Your objective:
Write out every record in full, exactly as written, please.

Segmentation mask data:
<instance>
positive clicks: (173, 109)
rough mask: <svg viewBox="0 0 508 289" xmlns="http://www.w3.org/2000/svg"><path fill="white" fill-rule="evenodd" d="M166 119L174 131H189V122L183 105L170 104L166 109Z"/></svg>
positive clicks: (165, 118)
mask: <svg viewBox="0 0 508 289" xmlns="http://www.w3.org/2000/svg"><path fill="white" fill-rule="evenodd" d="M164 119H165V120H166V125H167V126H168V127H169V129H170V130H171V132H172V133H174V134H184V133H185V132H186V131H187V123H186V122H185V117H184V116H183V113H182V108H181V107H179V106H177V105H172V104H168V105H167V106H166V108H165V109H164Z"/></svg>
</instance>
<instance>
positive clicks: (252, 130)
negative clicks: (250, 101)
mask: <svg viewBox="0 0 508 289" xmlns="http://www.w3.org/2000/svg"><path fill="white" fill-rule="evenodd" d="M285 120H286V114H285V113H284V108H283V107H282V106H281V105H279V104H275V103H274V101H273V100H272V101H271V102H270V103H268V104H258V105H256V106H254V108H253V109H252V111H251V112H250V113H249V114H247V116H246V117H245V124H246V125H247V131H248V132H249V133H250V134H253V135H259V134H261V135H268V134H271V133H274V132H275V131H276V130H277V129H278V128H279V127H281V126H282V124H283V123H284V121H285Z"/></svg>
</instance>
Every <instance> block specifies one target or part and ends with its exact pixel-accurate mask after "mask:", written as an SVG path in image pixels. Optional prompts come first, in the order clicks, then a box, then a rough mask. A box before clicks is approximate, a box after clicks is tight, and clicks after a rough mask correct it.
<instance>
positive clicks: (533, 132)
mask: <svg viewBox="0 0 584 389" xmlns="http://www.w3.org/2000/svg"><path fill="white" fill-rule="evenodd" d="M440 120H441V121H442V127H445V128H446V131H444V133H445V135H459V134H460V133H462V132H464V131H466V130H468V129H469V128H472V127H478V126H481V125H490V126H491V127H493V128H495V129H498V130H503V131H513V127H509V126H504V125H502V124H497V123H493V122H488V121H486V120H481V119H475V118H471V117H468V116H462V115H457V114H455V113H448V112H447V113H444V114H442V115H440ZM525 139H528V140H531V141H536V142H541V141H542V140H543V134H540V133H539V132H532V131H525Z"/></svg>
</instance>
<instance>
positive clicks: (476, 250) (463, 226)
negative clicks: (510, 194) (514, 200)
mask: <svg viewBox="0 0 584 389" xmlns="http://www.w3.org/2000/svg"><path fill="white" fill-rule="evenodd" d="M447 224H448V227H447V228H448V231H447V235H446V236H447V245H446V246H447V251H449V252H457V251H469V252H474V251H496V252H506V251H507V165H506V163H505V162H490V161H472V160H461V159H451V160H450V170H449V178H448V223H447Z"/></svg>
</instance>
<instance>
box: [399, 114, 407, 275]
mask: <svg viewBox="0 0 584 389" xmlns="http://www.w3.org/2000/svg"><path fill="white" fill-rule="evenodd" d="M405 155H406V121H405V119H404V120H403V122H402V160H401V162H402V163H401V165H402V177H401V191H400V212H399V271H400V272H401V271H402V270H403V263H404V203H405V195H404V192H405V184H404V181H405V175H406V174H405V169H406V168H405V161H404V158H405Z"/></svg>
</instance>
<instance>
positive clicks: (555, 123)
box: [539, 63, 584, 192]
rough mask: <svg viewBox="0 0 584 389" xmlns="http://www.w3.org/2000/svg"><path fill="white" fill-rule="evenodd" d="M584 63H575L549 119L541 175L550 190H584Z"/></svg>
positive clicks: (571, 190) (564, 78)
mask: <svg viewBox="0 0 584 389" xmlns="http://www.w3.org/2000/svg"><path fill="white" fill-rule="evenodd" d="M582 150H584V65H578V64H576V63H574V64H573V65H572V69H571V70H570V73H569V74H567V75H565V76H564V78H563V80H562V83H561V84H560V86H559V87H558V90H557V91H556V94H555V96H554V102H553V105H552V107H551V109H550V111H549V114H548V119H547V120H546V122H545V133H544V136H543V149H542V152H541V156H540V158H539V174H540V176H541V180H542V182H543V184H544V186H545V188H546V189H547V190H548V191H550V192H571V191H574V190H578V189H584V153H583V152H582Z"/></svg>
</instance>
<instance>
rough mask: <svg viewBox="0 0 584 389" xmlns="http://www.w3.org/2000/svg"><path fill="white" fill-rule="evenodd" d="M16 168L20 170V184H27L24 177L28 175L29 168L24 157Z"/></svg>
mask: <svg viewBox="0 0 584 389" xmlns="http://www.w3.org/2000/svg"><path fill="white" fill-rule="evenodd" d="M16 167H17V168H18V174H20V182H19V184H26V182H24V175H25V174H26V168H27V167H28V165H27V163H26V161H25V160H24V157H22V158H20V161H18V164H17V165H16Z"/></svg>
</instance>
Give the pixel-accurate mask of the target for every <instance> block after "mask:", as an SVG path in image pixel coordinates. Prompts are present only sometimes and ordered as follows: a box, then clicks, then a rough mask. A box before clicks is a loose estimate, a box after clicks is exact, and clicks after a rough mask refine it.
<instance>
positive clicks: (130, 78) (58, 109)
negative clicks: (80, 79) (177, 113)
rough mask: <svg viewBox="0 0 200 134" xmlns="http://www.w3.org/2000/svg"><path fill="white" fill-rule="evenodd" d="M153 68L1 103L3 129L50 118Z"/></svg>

Answer box:
<instance>
positive clicks: (173, 109)
rough mask: <svg viewBox="0 0 508 289" xmlns="http://www.w3.org/2000/svg"><path fill="white" fill-rule="evenodd" d="M166 119L174 131H189V122L183 105L170 104L166 109Z"/></svg>
positive clicks: (165, 118)
mask: <svg viewBox="0 0 508 289" xmlns="http://www.w3.org/2000/svg"><path fill="white" fill-rule="evenodd" d="M164 119H165V120H166V125H167V126H168V127H169V129H170V130H171V132H172V133H174V134H184V133H185V132H186V131H187V123H186V122H185V117H184V116H183V113H182V108H181V107H179V106H177V105H172V104H168V105H167V106H166V108H165V109H164Z"/></svg>
</instance>
<instance>
positive clicks: (252, 130)
negative clicks: (250, 101)
mask: <svg viewBox="0 0 508 289" xmlns="http://www.w3.org/2000/svg"><path fill="white" fill-rule="evenodd" d="M285 120H286V114H285V113H284V108H283V107H282V106H281V105H279V104H275V103H274V101H273V100H272V101H271V102H270V103H268V104H258V105H256V106H254V108H253V109H252V111H251V112H250V113H249V114H247V116H246V117H245V124H246V125H247V131H248V132H249V133H250V134H253V135H259V134H261V135H268V134H271V133H274V132H275V131H276V130H277V129H278V128H279V127H281V126H282V124H283V123H284V121H285Z"/></svg>
</instance>
Every <instance> block specifies one target or part and ends with its exact pixel-accurate mask after "mask:", written as an SVG path in image pixels. Optional prompts come first, in the order clicks, then a box, then a rough mask. A box before clicks is approximate, a box after clicks is tight, and clicks after a rough mask correct it.
<instance>
positive clicks: (533, 132)
mask: <svg viewBox="0 0 584 389" xmlns="http://www.w3.org/2000/svg"><path fill="white" fill-rule="evenodd" d="M440 120H441V121H442V127H445V128H446V131H444V133H445V135H459V134H460V133H462V132H464V131H466V130H468V129H469V128H472V127H478V126H481V125H490V126H491V127H493V128H495V129H498V130H503V131H513V127H509V126H504V125H502V124H497V123H493V122H488V121H486V120H481V119H475V118H471V117H468V116H462V115H457V114H455V113H448V112H447V113H444V114H442V115H440ZM525 139H528V140H531V141H536V142H541V141H542V140H543V134H540V133H539V132H532V131H525Z"/></svg>
</instance>
<instance>
positive clicks: (476, 250) (463, 226)
negative clicks: (510, 194) (514, 200)
mask: <svg viewBox="0 0 584 389" xmlns="http://www.w3.org/2000/svg"><path fill="white" fill-rule="evenodd" d="M447 224H448V227H447V228H448V231H447V235H446V236H447V245H446V246H447V251H449V252H457V251H469V252H474V251H496V252H506V251H507V165H506V163H505V162H490V161H472V160H461V159H451V160H450V170H449V178H448V223H447Z"/></svg>
</instance>
<instance>
box: [399, 114, 407, 275]
mask: <svg viewBox="0 0 584 389" xmlns="http://www.w3.org/2000/svg"><path fill="white" fill-rule="evenodd" d="M405 155H406V121H405V119H404V120H403V122H402V160H401V162H402V163H401V165H402V177H401V191H400V212H399V271H400V272H401V271H402V270H403V263H404V203H405V195H404V192H405V184H404V181H405V175H406V174H405V169H406V168H405V161H404V158H405Z"/></svg>
</instance>
<instance>
positive clicks: (555, 123)
box: [539, 63, 584, 192]
rough mask: <svg viewBox="0 0 584 389" xmlns="http://www.w3.org/2000/svg"><path fill="white" fill-rule="evenodd" d="M584 63H575L549 119L541 175L550 190H584Z"/></svg>
positive clicks: (571, 190) (564, 78)
mask: <svg viewBox="0 0 584 389" xmlns="http://www.w3.org/2000/svg"><path fill="white" fill-rule="evenodd" d="M582 150H584V65H578V64H576V63H574V64H573V65H572V69H571V70H570V73H569V74H567V75H565V76H564V78H563V80H562V83H561V84H560V86H559V87H558V90H557V91H556V94H555V96H554V102H553V105H552V107H551V109H550V111H549V114H548V119H547V120H546V122H545V133H544V136H543V149H542V152H541V156H540V158H539V174H540V176H541V180H542V182H543V184H544V186H545V188H546V189H547V190H548V191H550V192H571V191H574V190H578V189H584V153H583V152H582Z"/></svg>
</instance>
<instance>
rough mask: <svg viewBox="0 0 584 389" xmlns="http://www.w3.org/2000/svg"><path fill="white" fill-rule="evenodd" d="M16 168L20 170V184H27L24 177L28 175L29 168L24 157Z"/></svg>
mask: <svg viewBox="0 0 584 389" xmlns="http://www.w3.org/2000/svg"><path fill="white" fill-rule="evenodd" d="M16 167H17V168H18V174H20V182H19V184H26V182H24V175H25V174H26V168H27V167H28V165H27V163H26V161H25V160H24V157H22V158H20V161H18V164H17V165H16Z"/></svg>
</instance>
Give the pixel-accurate mask of the target for every <instance> block after "mask:", as an SVG path in image pixel coordinates. Prompts are present only sometimes and ordered as follows: a box, then clicks, then a rough mask. A box before clicks is a loose estimate, a box after clicks is exact, and clicks after a rough mask refine it.
<instance>
positive clicks: (130, 78) (58, 109)
negative clicks: (80, 79) (177, 113)
rough mask: <svg viewBox="0 0 200 134" xmlns="http://www.w3.org/2000/svg"><path fill="white" fill-rule="evenodd" d="M153 68L1 103L3 129L50 118Z"/></svg>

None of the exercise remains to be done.